§ **DESCRIPTION OF THE TASK**:
Transcribe the stretch of entries below from the line with "box: [117, 144, 504, 423]" through the line with "positive clicks: (354, 413)", exactly and with both ends included; leave out all other lines.

Collection entries
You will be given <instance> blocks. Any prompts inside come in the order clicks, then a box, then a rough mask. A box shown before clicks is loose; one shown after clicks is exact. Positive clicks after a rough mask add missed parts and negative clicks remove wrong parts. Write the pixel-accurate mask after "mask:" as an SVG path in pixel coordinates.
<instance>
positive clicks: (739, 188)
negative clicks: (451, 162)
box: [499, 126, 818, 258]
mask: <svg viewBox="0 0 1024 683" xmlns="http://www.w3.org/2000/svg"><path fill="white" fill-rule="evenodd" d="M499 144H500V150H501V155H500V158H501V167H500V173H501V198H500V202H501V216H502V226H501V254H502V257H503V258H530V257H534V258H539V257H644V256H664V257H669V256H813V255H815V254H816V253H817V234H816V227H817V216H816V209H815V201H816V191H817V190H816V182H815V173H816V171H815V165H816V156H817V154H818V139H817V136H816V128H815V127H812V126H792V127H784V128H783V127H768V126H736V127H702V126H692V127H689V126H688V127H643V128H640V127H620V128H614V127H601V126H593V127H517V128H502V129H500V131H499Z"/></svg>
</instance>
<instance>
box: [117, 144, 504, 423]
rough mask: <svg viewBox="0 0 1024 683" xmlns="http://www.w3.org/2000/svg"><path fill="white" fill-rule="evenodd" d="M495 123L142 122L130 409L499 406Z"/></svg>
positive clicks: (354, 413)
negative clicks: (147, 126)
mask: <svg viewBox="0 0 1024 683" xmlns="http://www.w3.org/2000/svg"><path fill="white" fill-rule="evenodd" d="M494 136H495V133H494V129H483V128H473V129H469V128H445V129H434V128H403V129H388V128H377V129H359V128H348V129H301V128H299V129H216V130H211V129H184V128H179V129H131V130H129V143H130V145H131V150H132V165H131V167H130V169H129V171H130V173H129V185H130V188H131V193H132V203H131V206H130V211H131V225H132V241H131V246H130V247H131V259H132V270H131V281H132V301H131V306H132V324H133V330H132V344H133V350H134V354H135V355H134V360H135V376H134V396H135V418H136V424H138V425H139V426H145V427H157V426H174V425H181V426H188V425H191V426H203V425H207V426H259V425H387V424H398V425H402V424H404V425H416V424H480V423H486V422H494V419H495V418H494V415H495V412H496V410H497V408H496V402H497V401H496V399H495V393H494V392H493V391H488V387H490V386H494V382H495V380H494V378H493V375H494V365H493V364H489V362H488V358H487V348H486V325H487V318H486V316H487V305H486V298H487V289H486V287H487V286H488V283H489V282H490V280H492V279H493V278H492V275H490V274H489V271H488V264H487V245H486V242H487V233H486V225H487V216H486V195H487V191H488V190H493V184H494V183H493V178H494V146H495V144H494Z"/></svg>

§ **SOLUTION BELOW**:
box: [117, 144, 504, 423]
rough mask: <svg viewBox="0 0 1024 683" xmlns="http://www.w3.org/2000/svg"><path fill="white" fill-rule="evenodd" d="M495 123L142 122L130 409L499 406Z"/></svg>
positive clicks: (354, 413)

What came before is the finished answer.